- **WHAT THIS EXERCISE ASKS**
a – Please list every distinct username that posts a comment in the comment thread, without repeats.
b – Continue the comment thread from its last comment onward.

== PASSAGE GIVEN ==

Harrison wrote 11/27/2016 at 03:30 point

Did you ever implement Phase 2?

  Are you sure? yes | no

jason_panko wrote 07/20/2016 at 17:53 point
Guillermo -Questions about the details on the wire setup and breadboard. Can you provide a detailed list of the parts plugged into the board? Not the list of instructions on Hackaday.io. Need to get
the voltage regulator and the resistors on Amazon and don't know what
to get. A diagram or even just some close up pics of the wired board
would be awesome!

  Are you sure? yes | no

gamaral wrote 07/24/2016 at 05:34 point

There's an easier way to go about it that I found. I need to document it though, but I don't have time ATM. Keep watching the project and I'll update it as soon as I get a chance to finish working on it. :)

  Are you sure? yes | no

jason_panko wrote 08/29/2016 at 21:04 point

So, can you tell us about the easier way that you found? What about some of those close up pics of the wired board? I've been working on the code to manage some of the stereo equipment and want to add the voice part as soon as I can.

  Are you sure? yes | no

chown wrote 01/09/2017 at 19:36 point

So then just share the current way? Where are you getting power for the remote itself? The components only say a 3V3 regulator but yet the instructions say a 3V3 power supply. Are you actually using a 3V3 power supply since the 3V3 on the RPI GPIO doesn't output enough mA? Your instructions are very vague and unhelpful for someone trying to complete this project.

===
== EXTRACTED RECORDS ==

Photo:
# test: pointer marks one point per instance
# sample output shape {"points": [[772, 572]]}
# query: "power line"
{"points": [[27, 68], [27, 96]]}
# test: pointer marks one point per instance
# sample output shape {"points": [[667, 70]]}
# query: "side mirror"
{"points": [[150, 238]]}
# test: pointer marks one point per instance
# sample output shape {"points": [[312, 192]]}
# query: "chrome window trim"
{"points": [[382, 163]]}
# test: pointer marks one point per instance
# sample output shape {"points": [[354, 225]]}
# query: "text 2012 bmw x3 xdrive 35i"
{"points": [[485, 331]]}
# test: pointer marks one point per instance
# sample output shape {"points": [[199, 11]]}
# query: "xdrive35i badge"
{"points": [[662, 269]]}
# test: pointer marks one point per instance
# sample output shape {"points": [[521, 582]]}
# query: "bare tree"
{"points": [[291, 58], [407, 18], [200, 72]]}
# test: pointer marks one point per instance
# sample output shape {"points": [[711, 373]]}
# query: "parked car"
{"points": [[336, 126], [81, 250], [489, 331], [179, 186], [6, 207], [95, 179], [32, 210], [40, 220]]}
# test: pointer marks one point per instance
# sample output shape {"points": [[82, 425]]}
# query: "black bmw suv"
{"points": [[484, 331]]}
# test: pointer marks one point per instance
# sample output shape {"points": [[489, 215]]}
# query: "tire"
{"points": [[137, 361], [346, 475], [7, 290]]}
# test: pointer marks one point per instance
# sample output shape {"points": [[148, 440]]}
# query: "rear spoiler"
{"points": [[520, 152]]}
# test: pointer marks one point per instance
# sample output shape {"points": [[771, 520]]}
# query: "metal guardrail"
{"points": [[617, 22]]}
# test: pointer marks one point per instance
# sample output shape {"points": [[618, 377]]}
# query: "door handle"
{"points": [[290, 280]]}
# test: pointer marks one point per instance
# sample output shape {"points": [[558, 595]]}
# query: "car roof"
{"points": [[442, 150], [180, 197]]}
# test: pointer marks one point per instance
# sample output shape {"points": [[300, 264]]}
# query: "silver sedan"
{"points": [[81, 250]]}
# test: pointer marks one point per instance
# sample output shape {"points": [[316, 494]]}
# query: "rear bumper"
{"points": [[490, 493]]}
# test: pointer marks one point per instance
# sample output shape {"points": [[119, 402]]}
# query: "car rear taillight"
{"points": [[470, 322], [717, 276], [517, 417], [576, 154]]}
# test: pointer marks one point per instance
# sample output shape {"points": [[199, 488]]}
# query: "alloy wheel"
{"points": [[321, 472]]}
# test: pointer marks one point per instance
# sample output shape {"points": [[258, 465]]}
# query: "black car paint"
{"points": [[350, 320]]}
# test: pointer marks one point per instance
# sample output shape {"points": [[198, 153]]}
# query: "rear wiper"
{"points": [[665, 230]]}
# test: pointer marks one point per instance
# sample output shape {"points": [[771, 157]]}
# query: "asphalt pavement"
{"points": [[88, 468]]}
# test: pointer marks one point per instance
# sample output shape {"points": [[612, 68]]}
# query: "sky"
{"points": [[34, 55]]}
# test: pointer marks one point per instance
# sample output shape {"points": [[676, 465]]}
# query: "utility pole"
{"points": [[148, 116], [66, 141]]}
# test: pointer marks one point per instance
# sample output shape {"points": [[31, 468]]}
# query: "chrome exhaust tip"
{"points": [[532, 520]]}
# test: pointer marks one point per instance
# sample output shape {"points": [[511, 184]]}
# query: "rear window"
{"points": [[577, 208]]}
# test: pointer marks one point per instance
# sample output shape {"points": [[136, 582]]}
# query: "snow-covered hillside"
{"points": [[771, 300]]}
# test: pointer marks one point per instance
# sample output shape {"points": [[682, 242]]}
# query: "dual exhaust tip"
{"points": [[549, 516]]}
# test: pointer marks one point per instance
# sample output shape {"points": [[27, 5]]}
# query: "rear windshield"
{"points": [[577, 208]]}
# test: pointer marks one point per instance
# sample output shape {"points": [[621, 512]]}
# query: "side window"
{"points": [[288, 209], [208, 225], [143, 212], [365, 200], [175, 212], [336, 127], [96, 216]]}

===

- **OUTPUTS**
a –
Harrison
jason_panko
gamaral
chown

b –
  Are you sure? yes | no

Graham Toal wrote 07/16/2016 at 21:34 point

Guillermo - I bought a second Echo remote during Prime Day while they were discounted, with the intention of duplicating your project (one remote for normal use, one for hacking with the RPi...).  Unfortunately when I received it, there is a note in the instructions which says that only one remote can be paired with an Echo at any time!  Did you just give up manual use of your remote or did you find a way around this problem?  Is it possible perhaps to clone one remote with the other?

Thanks - Graham.

PS It was your project which inspired me to create this: http://www.instructables.com/id/Control-Any-Remote-From-a-Raspberry-Pi-and-Amazon-/

  Are you sure? yes | no

michael.shnitzer wrote 05/25/2016 at 23:00 point

It appears that all models of Raspberry Pi have a 3.3 volt GPIO pin on pin 1.  Is there a reason to use a 3.3V regulator rather than the output of this pin to power the remote?

  Are you sure? yes | no

gamaral wrote 05/25/2016 at 23:16 point

Those are for logic only,  50ma max for all 3v3 pins. I would not advice it. :)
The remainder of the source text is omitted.